Exercise objective:
Pick up the article on New Zealand virologist Sue Huang after its last sentence and extend it.
(Quoted passage)
- Other names: Qiu Sue Huang
- Awards: Shorland Medal, Fellow of the Royal Society Te Apārangi

Academic background
- Alma mater: University of Pennsylvania

Academic work
- Institutions: Institute of Environmental Science and Research

= Sue Huang (scientist) =

New Zealand-based virologist

Qiu Sue Huang is a New Zealand virologist, and works at the Institute of Environmental Science and Research (ESR). She is an expert on influenza and polio viruses, and leads the Southern Hemisphere Influenza and Vaccine Effectiveness Research and Surveillance (SHIVERS) programme. In 2025 Huang was elected a Fellow of the Royal Society Te Apārangi.
(End Quoted passage)
(Supplied entries)
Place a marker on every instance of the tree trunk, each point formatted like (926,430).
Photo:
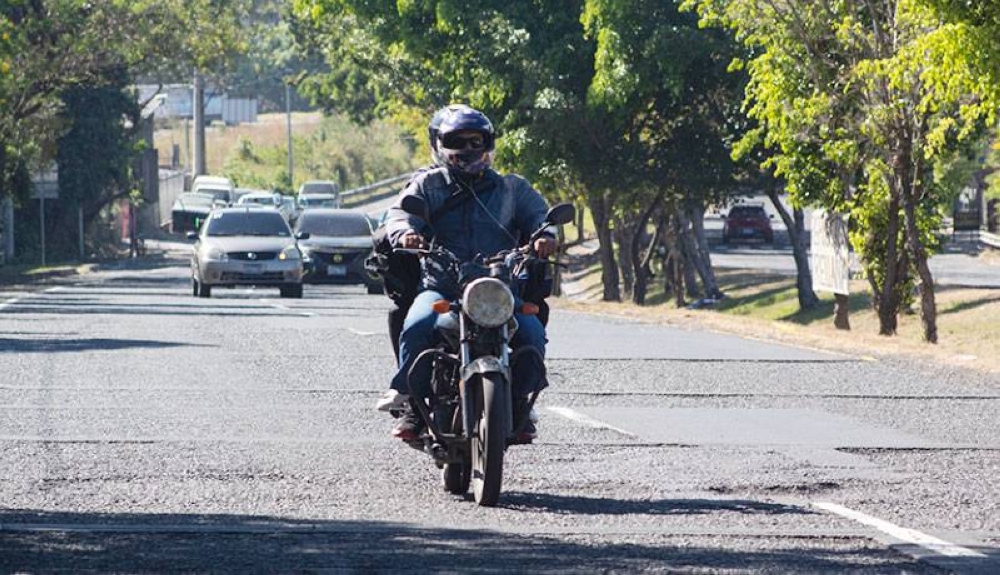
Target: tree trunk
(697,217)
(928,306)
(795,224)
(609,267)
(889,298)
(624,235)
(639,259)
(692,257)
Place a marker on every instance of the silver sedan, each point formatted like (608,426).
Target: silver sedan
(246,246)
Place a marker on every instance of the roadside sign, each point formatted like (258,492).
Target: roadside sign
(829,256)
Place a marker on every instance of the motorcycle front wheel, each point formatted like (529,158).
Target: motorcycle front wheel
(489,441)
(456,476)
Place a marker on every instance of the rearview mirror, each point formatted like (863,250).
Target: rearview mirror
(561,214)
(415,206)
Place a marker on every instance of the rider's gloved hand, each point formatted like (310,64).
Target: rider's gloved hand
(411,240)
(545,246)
(End Supplied entries)
(Supplied entries)
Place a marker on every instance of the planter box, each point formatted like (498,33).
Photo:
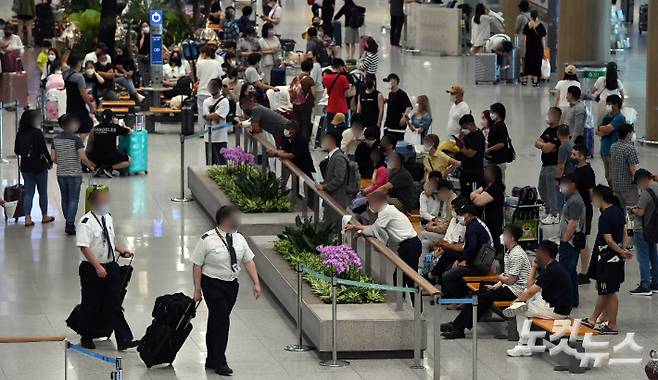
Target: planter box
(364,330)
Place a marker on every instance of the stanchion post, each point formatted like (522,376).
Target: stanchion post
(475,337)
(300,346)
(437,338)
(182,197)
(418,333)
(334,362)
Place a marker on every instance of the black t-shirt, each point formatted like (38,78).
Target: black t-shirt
(End Supplied entries)
Response for this exercise:
==Academic career==

Huang completed a PhD titled Development of herpes simplex virus type-1 as an efficient vector for foreign gene expression in the nervous system at the University of Pennsylvania in 1995. Huang is an expert on influenza and polio viruses. She is the director of the World Health Organisation National Influenza Centre at the Institute of Environmental Science and Research, and leads the Southern Hemisphere Influenza and Vaccine Effectiveness Research and Surveillance (SHIVERS) programme. The SHIVERS programme was awarded the Royal Society Te Apārangi's Shorland Medal in 2020.

In March 2025 Huang was elected a Fellow of the Royal Society Te Apārangi, for "her innovative and cutting-edge surveillance and research programmes on influenza virus, immunity, and vaccines".